------ DATASET RECORDS ------

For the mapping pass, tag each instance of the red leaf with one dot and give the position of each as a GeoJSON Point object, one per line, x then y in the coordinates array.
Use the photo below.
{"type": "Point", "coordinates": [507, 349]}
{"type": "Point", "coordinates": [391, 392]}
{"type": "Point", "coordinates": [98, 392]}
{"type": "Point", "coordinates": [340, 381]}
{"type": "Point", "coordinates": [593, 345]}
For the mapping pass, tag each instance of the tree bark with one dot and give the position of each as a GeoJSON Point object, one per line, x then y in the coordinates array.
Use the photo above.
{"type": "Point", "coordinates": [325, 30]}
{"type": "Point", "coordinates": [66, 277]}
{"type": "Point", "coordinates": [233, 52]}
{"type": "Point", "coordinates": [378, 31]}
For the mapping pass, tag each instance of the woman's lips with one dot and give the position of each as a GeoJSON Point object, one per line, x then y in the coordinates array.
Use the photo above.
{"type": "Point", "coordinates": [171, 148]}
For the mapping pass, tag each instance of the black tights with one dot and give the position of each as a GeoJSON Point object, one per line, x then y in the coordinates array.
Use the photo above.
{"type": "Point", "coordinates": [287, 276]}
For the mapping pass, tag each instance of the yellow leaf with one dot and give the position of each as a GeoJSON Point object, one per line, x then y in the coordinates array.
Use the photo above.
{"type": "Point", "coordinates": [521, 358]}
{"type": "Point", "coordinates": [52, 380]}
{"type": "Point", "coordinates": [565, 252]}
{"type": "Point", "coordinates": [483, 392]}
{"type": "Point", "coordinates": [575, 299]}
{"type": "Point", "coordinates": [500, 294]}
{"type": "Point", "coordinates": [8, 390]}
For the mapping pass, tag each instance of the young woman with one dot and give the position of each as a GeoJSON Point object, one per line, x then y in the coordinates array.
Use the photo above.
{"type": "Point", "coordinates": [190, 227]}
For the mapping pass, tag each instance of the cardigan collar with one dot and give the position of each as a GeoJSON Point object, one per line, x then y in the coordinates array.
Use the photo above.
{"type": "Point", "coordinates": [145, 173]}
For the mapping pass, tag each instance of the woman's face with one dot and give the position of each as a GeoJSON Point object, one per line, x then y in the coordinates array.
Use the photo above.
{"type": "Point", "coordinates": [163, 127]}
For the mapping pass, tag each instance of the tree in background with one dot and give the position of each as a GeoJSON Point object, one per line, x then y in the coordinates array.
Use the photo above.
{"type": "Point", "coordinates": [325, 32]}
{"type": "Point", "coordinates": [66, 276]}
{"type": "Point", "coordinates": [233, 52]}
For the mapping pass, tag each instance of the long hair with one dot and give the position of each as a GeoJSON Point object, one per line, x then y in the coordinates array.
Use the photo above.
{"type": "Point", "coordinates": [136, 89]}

------

WHAT YOU ARE ASKED TO DO
Give back the listing exactly.

THE COMPLETED TASK
For the mapping pass, tag each instance of the red leaf with one dot and give the position of each as a GeoJSON Point object, one per line, x then y in the coordinates array.
Use the photo below.
{"type": "Point", "coordinates": [507, 349]}
{"type": "Point", "coordinates": [391, 392]}
{"type": "Point", "coordinates": [98, 392]}
{"type": "Point", "coordinates": [340, 381]}
{"type": "Point", "coordinates": [593, 345]}
For the mapping pass, tag each instance of the tree bark with one dot and give the position of each as a GeoJSON Point object, one per line, x then y in the coordinates array.
Use the photo above.
{"type": "Point", "coordinates": [325, 30]}
{"type": "Point", "coordinates": [66, 277]}
{"type": "Point", "coordinates": [233, 52]}
{"type": "Point", "coordinates": [378, 31]}
For the mapping pass, tag each instance of the woman's lips with one dot and give the position of each as a GeoJSON Point object, one per line, x then y in the coordinates array.
Use the photo above.
{"type": "Point", "coordinates": [171, 148]}
For the mapping pass, tag each instance of the black tights with one dot and give the position of each as a GeoJSON Point object, one per line, x then y in the coordinates array.
Use the photo above.
{"type": "Point", "coordinates": [287, 276]}
For the mapping pass, tag each instance of the yellow leaf with one dot and give the position of each as a GeoJSON Point object, one per line, x then y in the coordinates array.
Use the photo above.
{"type": "Point", "coordinates": [521, 358]}
{"type": "Point", "coordinates": [52, 380]}
{"type": "Point", "coordinates": [565, 252]}
{"type": "Point", "coordinates": [483, 392]}
{"type": "Point", "coordinates": [575, 299]}
{"type": "Point", "coordinates": [500, 294]}
{"type": "Point", "coordinates": [8, 390]}
For the mapping pass, tag each instance of the young woman with one dot and give the position of each as a GeoJSON Point object, one per line, x then y in the coordinates array.
Use the photo above.
{"type": "Point", "coordinates": [190, 227]}
For the mapping pass, tag each instance of the cardigan collar with one dot and give the position of each as a GeoJSON Point object, one per line, x then y in the coordinates array.
Use the photo above.
{"type": "Point", "coordinates": [145, 173]}
For the mapping pass, tag each instance of the woman's face with one dot and give the position of each as a GeoJSON Point object, one per line, x then y in the coordinates array.
Use the photo above.
{"type": "Point", "coordinates": [163, 127]}
For the mapping pass, tag each instance of the tree in background with one dot and give the position of each as a GeoJSON Point object, one per line, x then y in the coordinates array.
Use the photo above.
{"type": "Point", "coordinates": [325, 32]}
{"type": "Point", "coordinates": [66, 276]}
{"type": "Point", "coordinates": [233, 52]}
For the mapping pass, tag each instance of the long hair with one dot and give the position of each as a GeoJSON Point object, one per line, x then y in the coordinates array.
Use the photo above.
{"type": "Point", "coordinates": [136, 89]}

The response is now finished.